#### What is required:
Copy the data below word for word, leaving out the pictures.

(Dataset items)
★ ★ ★ ★

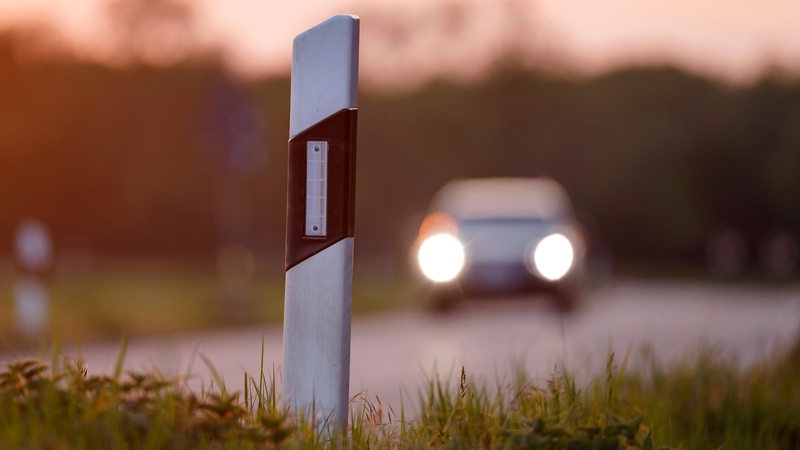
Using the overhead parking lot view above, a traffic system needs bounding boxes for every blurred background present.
[0,0,800,345]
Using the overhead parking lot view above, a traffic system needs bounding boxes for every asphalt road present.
[3,281,800,410]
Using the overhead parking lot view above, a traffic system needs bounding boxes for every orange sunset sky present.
[0,0,800,87]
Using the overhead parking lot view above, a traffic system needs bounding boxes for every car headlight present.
[533,233,575,281]
[417,233,464,282]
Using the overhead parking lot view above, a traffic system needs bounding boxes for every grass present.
[0,261,410,346]
[0,340,800,450]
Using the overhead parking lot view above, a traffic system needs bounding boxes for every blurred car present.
[414,178,585,310]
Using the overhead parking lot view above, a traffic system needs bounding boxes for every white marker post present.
[283,15,359,427]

★ ★ ★ ★

#### Exercise response:
Using the overhead parking lot view above, a traffic system needs bounding boxes for every blurred background present.
[0,0,800,345]
Using the overhead parking lot view above, a traffic system needs bounding boxes for every asphalt road present.
[3,281,800,410]
Using the overhead parking lot view above, a traffic system needs bounding boxes for every orange sunset sky present.
[0,0,800,87]
Using the overhead parking lot view above, a traffic system needs bounding boxes for every car headlight present.
[533,233,575,281]
[417,233,464,282]
Using the overhead parking lot view above, a traffic system needs bounding boxes for every grass present.
[0,261,410,346]
[0,340,800,450]
Using the overhead parking lot view above, a traffic system needs bounding boxes for every blurred car present.
[414,178,585,310]
Using the overhead parking lot view above, a traffic system needs bounding boxes for every white marker post present.
[283,15,359,427]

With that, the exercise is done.